**EXERCISE AIM:** Reproduce every row, substituting "circle" for each occurrence of "disc" and leaving everything else unchanged. Omit the pictures from your answer.

**DATA SUPPLIED:**
◆ ◆ ◆

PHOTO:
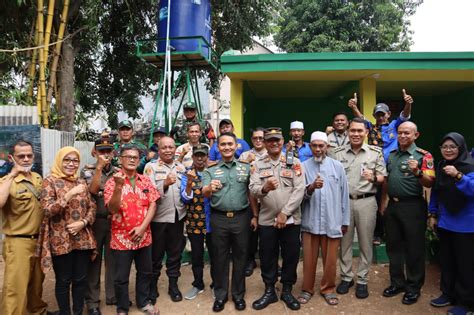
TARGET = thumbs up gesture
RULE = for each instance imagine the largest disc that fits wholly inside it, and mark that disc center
(353, 102)
(407, 98)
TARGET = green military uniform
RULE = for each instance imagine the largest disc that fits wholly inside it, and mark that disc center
(230, 225)
(405, 218)
(22, 217)
(363, 206)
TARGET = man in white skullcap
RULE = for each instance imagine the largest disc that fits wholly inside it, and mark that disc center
(325, 217)
(301, 149)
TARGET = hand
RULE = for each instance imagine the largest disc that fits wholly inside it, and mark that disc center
(432, 223)
(318, 182)
(368, 175)
(270, 184)
(413, 165)
(280, 221)
(136, 234)
(75, 227)
(170, 179)
(450, 170)
(119, 178)
(407, 98)
(254, 223)
(102, 161)
(216, 185)
(344, 229)
(353, 102)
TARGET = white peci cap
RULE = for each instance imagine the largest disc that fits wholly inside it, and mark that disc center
(319, 135)
(296, 125)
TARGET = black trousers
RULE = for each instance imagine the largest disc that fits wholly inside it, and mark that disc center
(167, 238)
(229, 234)
(274, 241)
(71, 275)
(253, 243)
(197, 257)
(405, 225)
(123, 264)
(457, 266)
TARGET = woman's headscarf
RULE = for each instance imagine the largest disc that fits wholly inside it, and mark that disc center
(452, 198)
(57, 169)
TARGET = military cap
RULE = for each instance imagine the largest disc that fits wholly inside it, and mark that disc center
(273, 133)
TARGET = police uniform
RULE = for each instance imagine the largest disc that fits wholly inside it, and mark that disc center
(363, 206)
(22, 217)
(286, 199)
(102, 235)
(229, 223)
(405, 218)
(167, 225)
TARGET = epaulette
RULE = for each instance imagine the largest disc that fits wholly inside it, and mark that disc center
(422, 151)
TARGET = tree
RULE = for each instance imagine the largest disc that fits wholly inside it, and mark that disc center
(345, 25)
(98, 69)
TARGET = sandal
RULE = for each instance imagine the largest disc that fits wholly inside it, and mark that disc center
(304, 297)
(331, 298)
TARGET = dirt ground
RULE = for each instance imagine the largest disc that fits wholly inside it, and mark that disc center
(349, 304)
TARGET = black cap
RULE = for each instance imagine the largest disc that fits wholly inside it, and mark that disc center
(126, 124)
(225, 122)
(103, 144)
(273, 133)
(200, 148)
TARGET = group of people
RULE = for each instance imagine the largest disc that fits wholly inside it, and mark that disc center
(140, 206)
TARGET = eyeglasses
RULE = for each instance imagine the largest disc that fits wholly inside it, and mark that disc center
(69, 161)
(23, 156)
(130, 157)
(449, 147)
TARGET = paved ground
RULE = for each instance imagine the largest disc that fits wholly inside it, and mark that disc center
(349, 304)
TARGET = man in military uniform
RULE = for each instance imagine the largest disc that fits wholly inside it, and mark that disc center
(168, 223)
(22, 217)
(179, 133)
(96, 176)
(126, 133)
(365, 170)
(226, 184)
(337, 133)
(409, 170)
(280, 188)
(300, 148)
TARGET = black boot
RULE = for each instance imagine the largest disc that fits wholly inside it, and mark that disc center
(267, 298)
(289, 299)
(173, 290)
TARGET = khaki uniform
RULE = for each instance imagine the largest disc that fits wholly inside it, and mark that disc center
(363, 206)
(23, 278)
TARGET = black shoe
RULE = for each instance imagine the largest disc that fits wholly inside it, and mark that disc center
(240, 304)
(267, 298)
(290, 300)
(173, 290)
(249, 268)
(218, 305)
(392, 291)
(344, 286)
(410, 298)
(362, 291)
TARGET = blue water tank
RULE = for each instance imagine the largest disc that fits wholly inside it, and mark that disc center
(187, 18)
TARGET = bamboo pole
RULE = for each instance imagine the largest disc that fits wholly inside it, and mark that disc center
(47, 31)
(57, 53)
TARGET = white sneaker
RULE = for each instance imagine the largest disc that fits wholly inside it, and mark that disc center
(192, 293)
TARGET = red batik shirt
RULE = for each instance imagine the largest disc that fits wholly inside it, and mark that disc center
(134, 205)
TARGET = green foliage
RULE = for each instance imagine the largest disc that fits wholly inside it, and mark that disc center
(346, 25)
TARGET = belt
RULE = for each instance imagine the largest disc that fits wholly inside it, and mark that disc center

◆ ◆ ◆

**THE RESPONSE:**
PHOTO:
TARGET = thumbs up gesture
RULE = for each instance imagine the largest circle that fits wholly inside it, and mark that circle center
(353, 102)
(407, 98)
TARGET = green military uniform
RULE = for each instance imagine the largest circle that fits wholly inside it, and mark that circle center
(230, 225)
(405, 218)
(22, 217)
(363, 206)
TARGET = man in white skullcap
RULE = for each instance imagine the largest circle that fits wholly inside it, and mark that circle center
(325, 217)
(301, 149)
TARGET = hand
RULE = for each instance imagine the largest circle that fits wholly inside it, and mark that circle center
(432, 223)
(318, 182)
(368, 175)
(270, 184)
(413, 165)
(280, 221)
(136, 234)
(75, 227)
(170, 179)
(450, 170)
(119, 178)
(407, 98)
(254, 223)
(102, 161)
(216, 185)
(344, 229)
(353, 102)
TARGET = white peci cap
RULE = for each instance imagine the largest circle that fits wholly inside it, and mark that circle center
(319, 135)
(296, 125)
TARGET = black trousers
RULE = for each instance imagine the largest circle that fits wholly inside it, and mark that circle center
(167, 238)
(229, 234)
(274, 241)
(71, 275)
(253, 243)
(197, 257)
(405, 225)
(123, 264)
(457, 266)
TARGET = woman's headscarf
RULE = for each instance imagine the largest circle that fits wholly inside it, and mark that circle center
(452, 198)
(57, 169)
TARGET = military cap
RULE = for each instance imagine the largest circle that fits wholly inside it, and mark that circle center
(273, 133)
TARGET = police uniform
RULE = for each instance imagine the largest circle that fits wholly inside it, and mark that circle center
(363, 206)
(22, 217)
(286, 199)
(102, 235)
(229, 223)
(405, 218)
(167, 225)
TARGET = epaulette
RULE = for each instance imagine the largest circle that fits wholly inside it, and mark that circle center
(422, 151)
TARGET = tree
RULE = for each instance imagine the largest circle that fits wholly inside it, and mark that circle center
(345, 25)
(98, 69)
TARGET = sandal
RULE = for each instance imagine the largest circle that fits wholly inside it, and mark that circle center
(304, 297)
(331, 298)
TARGET = dirt ground
RULE = for each instance imagine the largest circle that fits wholly inside it, and mark that circle center
(349, 304)
TARGET = black cap
RULE = for each instance imagine the largest circle that fits wholly inside it, and mark that circle center
(126, 124)
(225, 122)
(103, 144)
(273, 133)
(200, 148)
TARGET = group of people
RULE = for each instance imagine the largest circle that fits wholly inside it, and mark that circle center
(140, 206)
TARGET = eyeglasses
RULE = for each instance imagine the largest circle that fits wholly inside it, and mark that circle center
(69, 161)
(23, 156)
(130, 157)
(449, 147)
TARGET = paved ground
RULE = for each instance imagine the largest circle that fits wholly inside it, and mark that circle center
(349, 304)
TARGET = man in military uniform
RULE = for each instance imagine the largest circle that fits wholly inside it, and mark that circle center
(168, 223)
(22, 217)
(179, 133)
(96, 176)
(126, 133)
(365, 170)
(226, 184)
(337, 133)
(409, 170)
(280, 188)
(300, 148)
TARGET = black boot
RULE = for each instance imagine the largest circle that fits wholly inside it, and mark that circle center
(267, 298)
(289, 299)
(173, 290)
TARGET = khaki uniform
RULE = for each instance imagine the largest circle that fits wholly inside it, and mark that circle center
(363, 206)
(23, 278)
TARGET = black shoe
RULE = for each instance imagine the largest circle that fits wholly inside it, and mark that circle center
(240, 304)
(267, 298)
(290, 300)
(173, 290)
(249, 268)
(218, 305)
(392, 291)
(344, 286)
(410, 298)
(362, 291)
TARGET = blue water tank
RULE = for each instance imagine the largest circle that fits wholly inside it, and mark that circle center
(187, 18)
TARGET = bamboo pole
RULE = for each instance imagine the largest circle that fits wholly inside it, and mark that circle center
(47, 31)
(57, 53)
TARGET = white sneaker
RULE = for each instance imagine the largest circle that fits wholly inside it, and mark that circle center
(192, 293)
TARGET = red batik shirt
RULE = for each instance imagine the largest circle that fits wholly inside it, and mark that circle center
(134, 205)
TARGET = green foliage
RULE = for each instance imagine the largest circle that fits wholly inside it, and mark that circle center
(346, 25)
TARGET = belt
RULE = for each instance imagine the largest circle that fits wholly inside it, and mark that circle center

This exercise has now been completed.